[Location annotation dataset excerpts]

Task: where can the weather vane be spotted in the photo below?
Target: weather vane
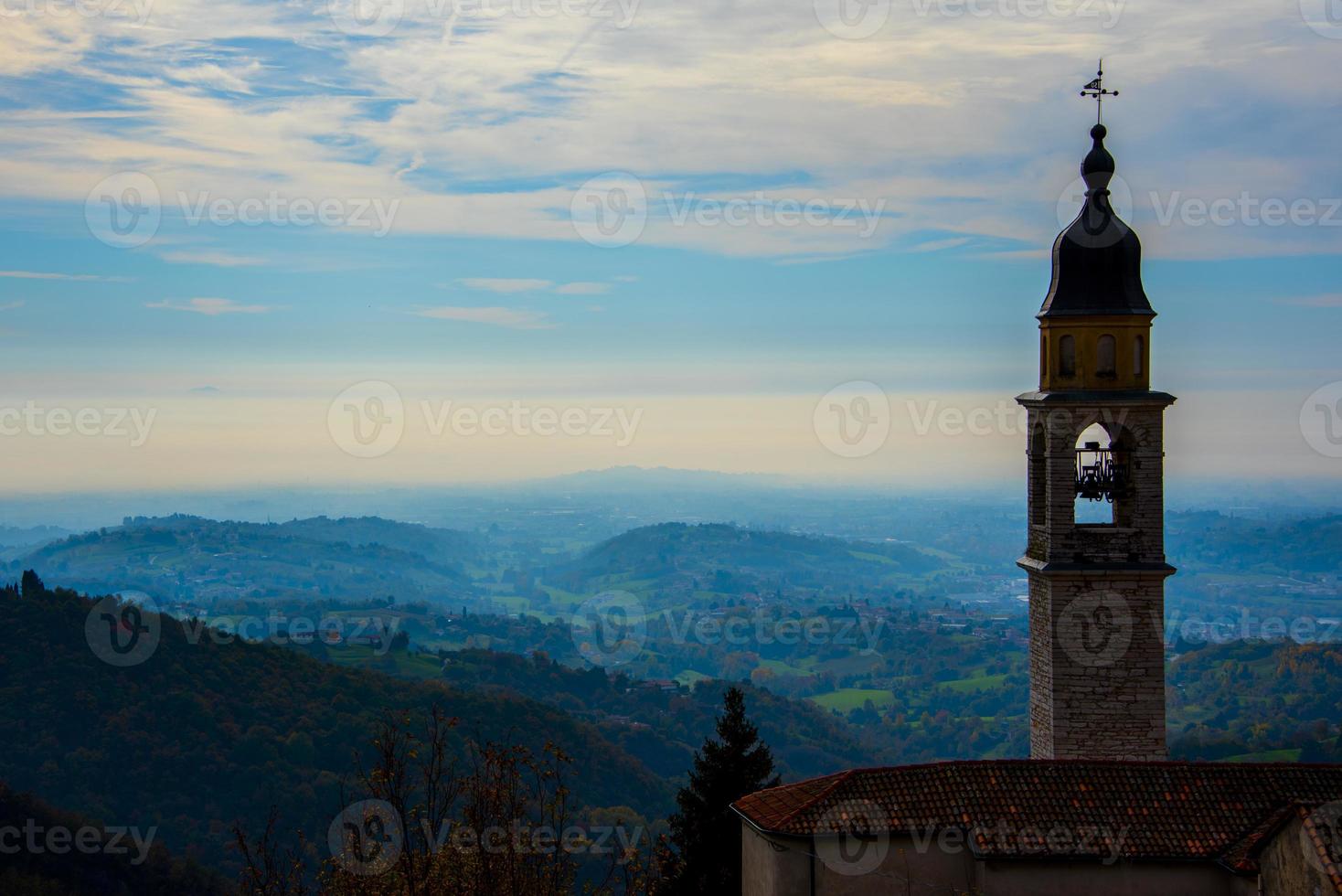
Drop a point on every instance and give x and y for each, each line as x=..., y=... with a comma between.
x=1097, y=91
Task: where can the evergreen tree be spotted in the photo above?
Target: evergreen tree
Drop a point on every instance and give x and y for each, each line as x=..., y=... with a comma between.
x=31, y=586
x=705, y=830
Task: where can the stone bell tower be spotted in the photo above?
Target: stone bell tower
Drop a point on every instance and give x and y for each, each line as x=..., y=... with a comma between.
x=1097, y=589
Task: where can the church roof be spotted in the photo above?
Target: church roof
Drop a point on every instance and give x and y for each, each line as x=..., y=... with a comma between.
x=1008, y=807
x=1098, y=258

◆ PROBLEM:
Rewrite all of these lines, requests included, multiplying every x and y coordinate in the answers by 2.2 and rounding each to a whole number, with halves rounded up. Leave the pictures out of your version.

◆ FINISHED ANSWER:
Task: where can the weather vane be spotted in the photo below?
Target: weather vane
Drop a point on every instance and give x and y for each, each line as x=..., y=... with a comma between.
x=2413, y=200
Task: where can the evergreen tree be spotted in the photo above?
Target: evergreen tree
Drop a point on every instance and give x and y for each, each line as x=..., y=... with a comma between.
x=68, y=1289
x=1551, y=1826
Task: where can the stone bell tower be spotted in the photo above?
Target: stone bell tower
Drop a point on every instance and give x and y for each, each line as x=..., y=... with a comma between.
x=2413, y=1296
Task: where can the church roof be spotted in the photo above?
Target: church roof
Drop a point on every instance and give x and y for each, each line as x=..., y=... with a comma between.
x=2218, y=1775
x=2416, y=568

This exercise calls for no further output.